EXERCISES TO COMPLETE
A. According to the Odyssey play page, who made the translation?
B. Repeat the Odyssey play page's words, starting with "That man, muse, tell" and going on through "rest is episodes.".
C. In Aristotle's summary on the Odyssey play page, what does the man do after being storm-tossed? List every action.

EXCERPT TO READ
········

2012 Stanford Summer Theatre - The wandering of Odysseus

Translation Oliver Taplin
Theatrical adaptation – Direction Rush Rehm
2012, September 12 – 15 at 20:30
 
The play, according to its director and Stanford Summer Theatre artistic director, Rush Rehm, will be presented in English with short ancillary references for its development in Greek, so that the audience focuses mainly on stage action.

Wanderings of Odysseus

(Based on Homer’s Odyssey)

That man, muse, tell of that man of twists and turns
Who was buffeted far and wide after he’d laid Troy low
Stanford Summer Theater dramatized and will present in Athens at the Michael Cacoyannis Foundation’s main theatrical hall, from September 12 to 15, the play “Wanderings of Odysseus”,  based on a part of the second great epic poem of the ancient Greek literature, Homer’s Odyssey.
 
As the director and Stanford University professor, Rush Rehm notes 
 
The Story of the Odyssey
 
In his Poetics (1455b), Aristotle sums up the story of Homer’s Odyssey: 
 
A man has been away from home for many years, for Poseidon keeps watch against him. He is all alone. At home suitors are wasting his estate and plotting against his son. After being storm-tossed, he returns, reveals himself, attacks and destroys his enemies, and is saved. That is the essence; the rest is episodes.

········

MATERIAL SUPPLIED
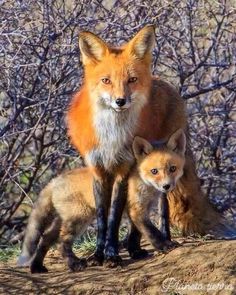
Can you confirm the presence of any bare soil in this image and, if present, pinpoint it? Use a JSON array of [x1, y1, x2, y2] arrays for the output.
[[0, 239, 236, 295]]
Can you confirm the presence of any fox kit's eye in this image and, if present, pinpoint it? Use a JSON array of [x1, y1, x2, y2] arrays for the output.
[[102, 78, 111, 84], [151, 168, 158, 175], [170, 166, 176, 173], [128, 77, 138, 83]]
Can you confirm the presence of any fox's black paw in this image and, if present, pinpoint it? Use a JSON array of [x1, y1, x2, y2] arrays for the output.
[[129, 249, 149, 260], [104, 255, 122, 268], [87, 253, 104, 266], [156, 240, 180, 252], [68, 258, 87, 271], [30, 263, 48, 273]]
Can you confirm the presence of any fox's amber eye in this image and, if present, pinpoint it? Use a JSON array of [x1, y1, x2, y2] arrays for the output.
[[170, 166, 176, 173], [151, 168, 158, 175], [128, 77, 138, 83], [102, 78, 111, 84]]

········

SOLVED PROBLEMS
A. Oliver Taplin

B.
That man, muse, tell of that man of twists and turns
Who was buffeted far and wide after he’d laid Troy low
Stanford Summer Theater dramatized and will present in Athens at the Michael Cacoyannis Foundation’s main theatrical hall, from September 12 to 15, the play “Wanderings of Odysseus”,  based on a part of the second great epic poem of the ancient Greek literature, Homer’s Odyssey.
 
As the director and Stanford University professor, Rush Rehm notes 
 
The Story of the Odyssey
 
In his Poetics (1455b), Aristotle sums up the story of Homer’s Odyssey: 
 
A man has been away from home for many years, for Poseidon keeps watch against him. He is all alone. At home suitors are wasting his estate and plotting against his son. After being storm-tossed, he returns, reveals himself, attacks and destroys his enemies, and is saved. That is the essence; the rest is episodes.

C.
- returns
- reveals himself
- attacks and destroys his enemies
- is saved